— Task directions —
Transcribe all of the material exactly.

(Region segmentation data)
====

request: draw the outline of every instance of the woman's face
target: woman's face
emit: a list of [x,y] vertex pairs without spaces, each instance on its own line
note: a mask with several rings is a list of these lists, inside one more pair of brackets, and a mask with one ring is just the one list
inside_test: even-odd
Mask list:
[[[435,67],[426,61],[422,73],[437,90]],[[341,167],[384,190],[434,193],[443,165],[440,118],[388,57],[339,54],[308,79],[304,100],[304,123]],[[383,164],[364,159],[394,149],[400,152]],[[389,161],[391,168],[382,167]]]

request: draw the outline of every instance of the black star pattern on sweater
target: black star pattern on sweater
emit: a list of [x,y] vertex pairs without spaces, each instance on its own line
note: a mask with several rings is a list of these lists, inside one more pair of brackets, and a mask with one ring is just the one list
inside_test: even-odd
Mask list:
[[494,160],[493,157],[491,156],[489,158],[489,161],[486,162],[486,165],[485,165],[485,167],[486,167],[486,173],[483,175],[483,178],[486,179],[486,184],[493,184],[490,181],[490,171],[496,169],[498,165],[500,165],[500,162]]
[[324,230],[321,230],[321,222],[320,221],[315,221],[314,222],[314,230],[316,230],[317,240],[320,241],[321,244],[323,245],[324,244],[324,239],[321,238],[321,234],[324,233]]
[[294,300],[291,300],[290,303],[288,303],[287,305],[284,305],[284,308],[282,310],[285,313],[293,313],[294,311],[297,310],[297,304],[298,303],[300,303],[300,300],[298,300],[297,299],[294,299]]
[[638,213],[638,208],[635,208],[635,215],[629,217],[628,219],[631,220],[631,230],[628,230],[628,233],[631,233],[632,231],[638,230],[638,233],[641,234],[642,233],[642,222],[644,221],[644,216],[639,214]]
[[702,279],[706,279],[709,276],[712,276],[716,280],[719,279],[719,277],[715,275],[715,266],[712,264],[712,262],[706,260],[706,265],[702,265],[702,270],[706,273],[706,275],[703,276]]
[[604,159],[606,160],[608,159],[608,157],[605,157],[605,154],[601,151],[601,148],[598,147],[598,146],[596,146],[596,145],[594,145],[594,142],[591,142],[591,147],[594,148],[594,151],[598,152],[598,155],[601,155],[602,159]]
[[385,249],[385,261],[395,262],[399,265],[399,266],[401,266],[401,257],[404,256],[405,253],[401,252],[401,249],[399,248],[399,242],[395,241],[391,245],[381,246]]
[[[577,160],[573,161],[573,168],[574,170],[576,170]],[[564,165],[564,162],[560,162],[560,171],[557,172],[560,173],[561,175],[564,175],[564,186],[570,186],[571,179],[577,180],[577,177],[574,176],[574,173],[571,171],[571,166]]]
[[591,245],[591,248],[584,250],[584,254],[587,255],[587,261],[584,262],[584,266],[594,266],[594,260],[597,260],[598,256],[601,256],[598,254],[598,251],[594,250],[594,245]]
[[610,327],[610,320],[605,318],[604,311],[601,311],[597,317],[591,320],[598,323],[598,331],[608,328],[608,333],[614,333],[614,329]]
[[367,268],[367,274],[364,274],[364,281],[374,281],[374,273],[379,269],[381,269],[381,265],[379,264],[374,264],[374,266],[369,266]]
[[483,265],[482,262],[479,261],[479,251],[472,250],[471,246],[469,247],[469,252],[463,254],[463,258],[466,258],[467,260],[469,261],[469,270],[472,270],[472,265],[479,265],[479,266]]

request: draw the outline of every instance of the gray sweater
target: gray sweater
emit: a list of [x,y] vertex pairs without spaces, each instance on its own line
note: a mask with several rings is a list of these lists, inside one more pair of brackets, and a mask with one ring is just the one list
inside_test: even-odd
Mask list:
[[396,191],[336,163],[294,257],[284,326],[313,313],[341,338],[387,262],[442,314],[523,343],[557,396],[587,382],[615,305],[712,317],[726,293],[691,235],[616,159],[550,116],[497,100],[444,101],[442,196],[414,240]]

====

— Written reply —
request: draw the outline of every instance of the woman's face
target: woman's face
emit: a list of [x,y] vertex pairs without spaces, each instance on its own line
note: a mask with several rings is a list of these lists, inside one more pair of brackets, and a mask with one ring is just the one list
inside_test: even-odd
Mask list:
[[[435,67],[426,61],[422,73],[437,90]],[[341,167],[384,190],[434,193],[443,165],[440,118],[388,57],[339,54],[308,79],[304,100],[304,123]],[[383,164],[364,159],[394,149],[400,152]],[[389,161],[391,168],[382,167]]]

request: draw the outline of every instance of the black star pattern on sweater
target: black star pattern on sweater
emit: a list of [x,y] vertex pairs without spaces, each instance on its own line
note: a mask with several rings is a list of these lists, inside one more pair of brackets, and a mask with one ring is just the one list
inside_test: even-odd
Mask list:
[[494,160],[493,157],[491,156],[489,158],[489,161],[486,162],[486,165],[485,165],[485,167],[486,167],[486,173],[483,175],[483,178],[486,179],[486,184],[493,184],[490,181],[490,171],[496,169],[498,165],[500,165],[500,162]]
[[324,230],[321,230],[321,222],[320,221],[315,221],[314,222],[314,230],[316,230],[317,240],[320,241],[321,244],[323,245],[324,244],[324,239],[321,238],[321,234],[324,233]]
[[294,300],[291,300],[290,303],[288,303],[287,305],[284,305],[284,308],[282,310],[285,313],[293,313],[294,311],[297,310],[297,304],[298,303],[300,303],[300,300],[298,300],[297,299],[294,299]]
[[638,213],[638,208],[635,208],[635,215],[629,217],[628,219],[631,220],[631,230],[628,230],[628,233],[631,233],[632,231],[638,230],[638,233],[641,234],[642,233],[642,222],[644,221],[644,216],[639,214]]
[[702,279],[706,279],[709,276],[712,276],[716,280],[719,279],[719,277],[715,275],[715,266],[712,264],[712,262],[706,260],[706,265],[702,265],[702,270],[706,273],[706,275],[703,276]]
[[604,159],[606,160],[608,159],[608,157],[605,157],[605,154],[601,151],[601,148],[598,147],[598,146],[596,146],[596,145],[594,145],[594,142],[591,142],[591,147],[594,148],[594,151],[598,152],[598,155],[601,155],[602,159]]
[[385,249],[385,261],[395,262],[399,265],[399,266],[401,266],[401,257],[404,256],[405,253],[401,252],[401,249],[399,248],[399,242],[395,241],[391,245],[381,246]]
[[[577,160],[573,161],[573,168],[574,170],[576,170]],[[564,165],[564,162],[560,162],[560,171],[557,172],[560,173],[561,175],[564,175],[564,186],[570,186],[571,179],[577,180],[577,177],[574,176],[574,173],[571,171],[571,166]]]
[[591,245],[591,248],[584,250],[584,254],[587,255],[587,261],[584,262],[584,266],[594,266],[594,260],[597,260],[598,256],[601,256],[598,254],[598,251],[594,250],[594,245]]
[[610,327],[610,320],[605,318],[604,311],[601,311],[597,317],[591,320],[598,323],[598,331],[608,328],[608,333],[614,333],[614,329]]
[[367,268],[367,274],[364,274],[364,281],[374,281],[374,273],[379,269],[381,269],[381,265],[379,264],[374,264],[374,266],[369,266]]
[[483,265],[482,262],[479,261],[479,251],[472,250],[471,246],[469,247],[469,252],[463,254],[463,258],[466,258],[467,260],[469,261],[469,270],[472,270],[472,265],[479,265],[479,266]]

request: draw the outline of every instance of the gray sweater
target: gray sweater
emit: a list of [x,y] vertex pairs without spaces, each instance on its own line
note: a mask with several rings is a list of these lists, inside one more pair of brackets, and a mask with one ring is just the one list
inside_test: even-odd
Mask list:
[[396,191],[336,163],[294,257],[284,326],[313,313],[341,338],[387,262],[442,314],[523,343],[557,396],[587,382],[615,305],[712,317],[726,293],[691,235],[616,159],[550,116],[497,100],[444,101],[442,196],[414,240]]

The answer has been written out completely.